WHAT YOU HAVE TO DO:
In the John Carter review, what allows Carter to leap miles high and wide after he awakes on Barsoom?

PAGE EXCERPT Start Marker

Starring Taylor Kitsch, Lynn Collins, Mark Strong, Ciaran Hinds, Bryan Cranston and the voices of Willem Dafoe and Samantha Morton.

Written by Andrew Stanton, Mark Andrews and Michael Chabon

Directed by Andrew Stanton

Hello All,

John Carter marks the live action film directorial debut of Pixar director and scribe Andrew Stanton. Much like his fellow Pixar alum, Brad Bird, Stanton has chosen a big budget action project for his first foray into live-action filmmaking. Unfortunately for Stanton, Bird hit big with Mission Impossible: Ghost Protocol while John Carter has stumbled out the gates.

We are introduced to the titular character (Kitsch) as he is followed down the street during the late 1800’s. He drops his tail to deliver a telegram to his nephew, writer Edgar Rice Burroughs (Daryl Sabara). When Burroughs arrives he finds Carter apparently dead with strange requests regarding his last rites and a journal left behind for him to read. This is the backdrop for our introduction to John Carter, a native Virginian who was a Captain in the civil war. By the time we meet him he is a ruff and tumble prospector looking for a “Cave of Gold” which is part of the local folklore. After a jailbreak and a run in with natives Carter does discover his cave. Unfortunately for John, he ends up being transported unknowingly to Barsoom (know on Earth as Mars) by a member of the mysterious “Thern” who have the ability to shift between space with the aid of a talisman. Carter awakes to discover that he can leap miles high and wide due to the different gravity he is under and that Mars is perfectly suitable to sustain human life.

Carter almost immediately stumbles on a nesting ground for the Tharks, a race of gigantic green tusked warriors, whose leader Tars Tarkas (Dafoe) quickly recognizes Carter’s abilities and adopts him as part of his tribe. While Tars Tarkas sees Carter’s abilities as an asset in Barsoom’s own Civil War, John has no desire to fight for anyone as the War took a heavy personal toll on him. Alas, trouble finds its way to Carter as he literally leaps to the rescue of Deja Thoris (Collins), the beautiful humanoid princess caught between two warring factions, as her father (Hinds) has promised her hand in marriage to end the bloodshed. Carter’s actions land him firmly in the middle of all the fighting and once again he must reluctantly choose a side and fight.

If that synopsis seems overlong and overstuffed then you’re absolutely right. There’s about three movies worth of plot and story crammed into this epic, and unfortunately the film feels muddled and rushed because of it. Somewhere I’m sure there is a kickass 3 1/2 hour cut of John Carter that was lost on the editing room floor. That said John Carter still packs enough fun and action to give it a mild recommendation. This film will captivate the kids who are patient enough with it as it packs some great effects work and well staged action set pieces, even if one is directly lifted from Attack of the Clones. Taylor Kitsch does good work here as the titular character; his charisma and likeability center the film and keep us involved. Mark Strong, Ciaran Hinds, and Bryan Cranston are given little to do though. Collins is fine as the love interest, but ultimately the entire film lands on Kitsch’s shoulders.

In the end, John Carter is a bit of a missed opportunity. This could have been the next great Science Fiction series if they had the patience to let it play out over a series of movies. Instead, it’s a passable film that will have a hard time recouping its cost, and unfortunately that will probably disuade any chance of this becoming that series.

PAGE EXCERPT End Marker
DATASET CONTENT Start Marker

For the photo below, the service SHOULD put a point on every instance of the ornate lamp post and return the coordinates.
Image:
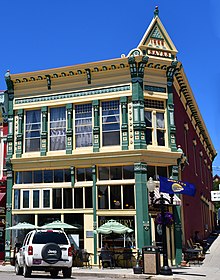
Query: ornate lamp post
(165, 270)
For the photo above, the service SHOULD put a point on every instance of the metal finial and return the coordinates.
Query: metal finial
(156, 12)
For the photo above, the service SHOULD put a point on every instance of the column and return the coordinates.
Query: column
(170, 106)
(96, 128)
(137, 75)
(69, 132)
(177, 223)
(10, 151)
(44, 132)
(19, 140)
(94, 195)
(124, 125)
(142, 213)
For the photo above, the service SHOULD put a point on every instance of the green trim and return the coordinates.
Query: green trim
(142, 214)
(96, 128)
(69, 132)
(94, 195)
(124, 125)
(72, 94)
(44, 133)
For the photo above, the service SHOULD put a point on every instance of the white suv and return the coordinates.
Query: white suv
(45, 250)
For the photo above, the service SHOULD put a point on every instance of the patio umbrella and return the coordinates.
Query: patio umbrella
(58, 225)
(113, 226)
(23, 225)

DATASET CONTENT End Marker

RESPONSE BELOW:
The different gravity he is under on Mars.